● AIM:
Format everything from the line containing "TARGET = rope strand" down to the end of the rows as a numbered list, leaving out blank lines.

___ DATA ENTRIES

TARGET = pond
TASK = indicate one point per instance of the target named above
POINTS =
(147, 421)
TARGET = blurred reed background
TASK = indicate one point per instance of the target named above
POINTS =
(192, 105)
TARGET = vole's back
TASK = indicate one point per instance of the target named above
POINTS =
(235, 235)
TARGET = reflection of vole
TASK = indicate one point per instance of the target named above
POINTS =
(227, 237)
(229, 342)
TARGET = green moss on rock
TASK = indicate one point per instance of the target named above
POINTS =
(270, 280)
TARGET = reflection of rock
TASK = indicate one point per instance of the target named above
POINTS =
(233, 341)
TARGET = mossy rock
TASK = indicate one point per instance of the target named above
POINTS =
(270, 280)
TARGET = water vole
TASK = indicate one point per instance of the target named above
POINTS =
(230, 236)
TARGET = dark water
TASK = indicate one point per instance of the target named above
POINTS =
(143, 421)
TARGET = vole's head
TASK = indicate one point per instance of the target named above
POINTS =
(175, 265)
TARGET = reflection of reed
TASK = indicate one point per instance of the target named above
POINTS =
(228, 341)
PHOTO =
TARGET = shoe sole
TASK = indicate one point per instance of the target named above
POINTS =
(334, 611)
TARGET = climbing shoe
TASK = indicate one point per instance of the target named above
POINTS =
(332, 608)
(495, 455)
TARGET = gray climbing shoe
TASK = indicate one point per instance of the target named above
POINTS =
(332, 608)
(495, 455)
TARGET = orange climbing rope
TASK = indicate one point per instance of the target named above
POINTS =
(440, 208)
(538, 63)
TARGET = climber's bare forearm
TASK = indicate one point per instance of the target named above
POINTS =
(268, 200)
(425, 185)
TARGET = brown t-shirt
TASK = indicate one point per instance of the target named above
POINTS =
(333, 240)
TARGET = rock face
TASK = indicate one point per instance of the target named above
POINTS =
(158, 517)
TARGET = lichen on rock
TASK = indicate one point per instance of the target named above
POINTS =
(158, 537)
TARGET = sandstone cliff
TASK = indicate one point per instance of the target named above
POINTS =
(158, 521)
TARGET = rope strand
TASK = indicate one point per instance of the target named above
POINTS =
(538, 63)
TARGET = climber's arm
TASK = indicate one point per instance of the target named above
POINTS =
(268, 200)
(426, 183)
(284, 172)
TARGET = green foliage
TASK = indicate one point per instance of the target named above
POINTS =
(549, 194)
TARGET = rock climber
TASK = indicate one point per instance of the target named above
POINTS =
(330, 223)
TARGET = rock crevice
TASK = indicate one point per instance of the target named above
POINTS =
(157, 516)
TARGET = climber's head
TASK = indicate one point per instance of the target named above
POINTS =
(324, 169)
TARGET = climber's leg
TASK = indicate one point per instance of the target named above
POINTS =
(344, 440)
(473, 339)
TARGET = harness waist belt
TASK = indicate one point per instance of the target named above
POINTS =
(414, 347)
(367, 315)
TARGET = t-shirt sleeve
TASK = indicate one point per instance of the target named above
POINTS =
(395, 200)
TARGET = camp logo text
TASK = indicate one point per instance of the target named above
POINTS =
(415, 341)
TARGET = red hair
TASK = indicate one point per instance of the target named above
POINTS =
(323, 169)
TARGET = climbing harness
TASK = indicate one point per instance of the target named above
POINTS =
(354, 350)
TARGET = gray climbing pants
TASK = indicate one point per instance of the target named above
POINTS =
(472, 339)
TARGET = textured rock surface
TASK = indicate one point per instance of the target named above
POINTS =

______

● RESULT OF THE TASK:
1. TARGET = rope strand
2. TASK = indicate one point per instance of the target named above
3. POINTS =
4. (538, 63)
5. TARGET = climber's arm
6. TASK = indicate one point per instance of the target named above
7. POINTS =
8. (268, 200)
9. (426, 183)
10. (284, 172)
11. TARGET = green foliage
12. TASK = indicate one point per instance of the target named above
13. POINTS =
14. (549, 194)
15. TARGET = rock climber
16. TASK = indicate one point per instance of the target named above
17. POINTS =
18. (330, 223)
19. TARGET = rock crevice
20. TASK = indicate one point per instance of the target named above
21. POINTS =
22. (157, 516)
23. TARGET = climber's head
24. TASK = indicate one point per instance of the target named above
25. POINTS =
26. (324, 169)
27. TARGET = climber's leg
28. TASK = indicate one point per instance of the target named above
29. POINTS =
30. (344, 440)
31. (473, 339)
32. TARGET = harness waist belt
33. TASK = indicate one point per instance of the target named above
34. POINTS =
35. (414, 347)
36. (367, 315)
37. TARGET = t-shirt sleeve
38. TASK = indicate one point per instance of the target named above
39. POINTS =
40. (395, 200)
41. TARGET = camp logo text
42. TASK = indicate one point per instance of the target named above
43. POINTS =
44. (415, 341)
45. TARGET = red hair
46. TASK = indicate one point per instance of the target named above
47. POINTS =
48. (323, 169)
49. TARGET = climbing harness
50. TASK = indicate one point per instance of the target named above
51. POINTS =
52. (354, 350)
53. TARGET = gray climbing pants
54. TASK = indicate one point per instance of the target named above
55. POINTS =
56. (472, 339)
57. TARGET = textured rock surface
58. TASK = indicate one point per instance of the target named above
59. POINTS =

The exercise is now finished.